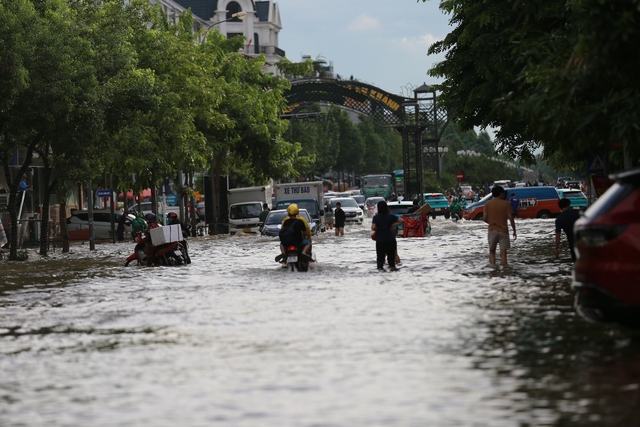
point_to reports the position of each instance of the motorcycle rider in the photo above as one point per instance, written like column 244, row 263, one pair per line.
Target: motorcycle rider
column 300, row 231
column 173, row 219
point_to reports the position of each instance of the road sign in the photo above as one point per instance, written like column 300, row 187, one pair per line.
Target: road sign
column 595, row 164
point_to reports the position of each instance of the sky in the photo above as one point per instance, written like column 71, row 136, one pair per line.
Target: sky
column 380, row 42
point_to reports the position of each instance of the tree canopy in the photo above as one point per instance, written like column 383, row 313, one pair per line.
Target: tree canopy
column 552, row 75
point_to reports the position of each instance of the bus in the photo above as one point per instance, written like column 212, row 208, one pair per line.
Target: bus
column 380, row 185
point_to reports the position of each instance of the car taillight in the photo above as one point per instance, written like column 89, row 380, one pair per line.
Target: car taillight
column 599, row 236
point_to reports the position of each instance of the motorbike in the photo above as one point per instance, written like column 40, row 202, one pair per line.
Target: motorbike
column 146, row 253
column 293, row 259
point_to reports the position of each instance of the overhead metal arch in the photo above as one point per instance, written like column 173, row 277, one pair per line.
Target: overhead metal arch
column 374, row 102
column 419, row 120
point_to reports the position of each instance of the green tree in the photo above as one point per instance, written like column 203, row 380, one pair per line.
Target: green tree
column 546, row 74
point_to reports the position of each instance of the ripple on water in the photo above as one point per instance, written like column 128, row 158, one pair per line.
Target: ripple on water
column 234, row 339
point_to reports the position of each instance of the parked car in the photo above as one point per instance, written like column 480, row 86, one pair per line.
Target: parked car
column 371, row 205
column 273, row 222
column 573, row 184
column 439, row 204
column 607, row 241
column 467, row 192
column 350, row 207
column 147, row 208
column 78, row 224
column 200, row 212
column 562, row 179
column 533, row 202
column 577, row 197
column 399, row 209
column 360, row 200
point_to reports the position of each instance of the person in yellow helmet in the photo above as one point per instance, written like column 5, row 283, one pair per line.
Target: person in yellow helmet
column 295, row 230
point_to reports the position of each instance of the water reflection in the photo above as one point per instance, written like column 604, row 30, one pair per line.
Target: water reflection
column 232, row 339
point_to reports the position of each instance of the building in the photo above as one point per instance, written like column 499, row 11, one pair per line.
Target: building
column 261, row 26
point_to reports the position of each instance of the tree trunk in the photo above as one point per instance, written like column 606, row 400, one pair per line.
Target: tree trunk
column 216, row 202
column 12, row 182
column 44, row 219
column 154, row 195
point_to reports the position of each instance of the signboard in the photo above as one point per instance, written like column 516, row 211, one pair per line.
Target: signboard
column 601, row 183
column 595, row 165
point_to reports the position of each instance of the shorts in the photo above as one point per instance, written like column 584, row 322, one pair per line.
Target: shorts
column 496, row 237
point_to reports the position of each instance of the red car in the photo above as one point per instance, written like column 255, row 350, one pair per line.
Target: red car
column 607, row 242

- - - - -

* [THE REQUEST]: Render the stretch of lines above, from the line containing "point_to reports the position of each instance of the building" through the line containing "column 154, row 195", as a numbered list, omitting any blank lines.

* [EXERCISE OUTPUT]:
1. point_to reports the position of each instance of the building in the photo above as one point per instance, written like column 499, row 11, one pair per line.
2. Target: building
3. column 261, row 26
4. point_to reports the position of each instance of the tree trunk in the photo above as one point per instance, written like column 606, row 400, one pair per line.
5. Target: tree trunk
6. column 216, row 202
7. column 12, row 182
8. column 44, row 219
9. column 154, row 195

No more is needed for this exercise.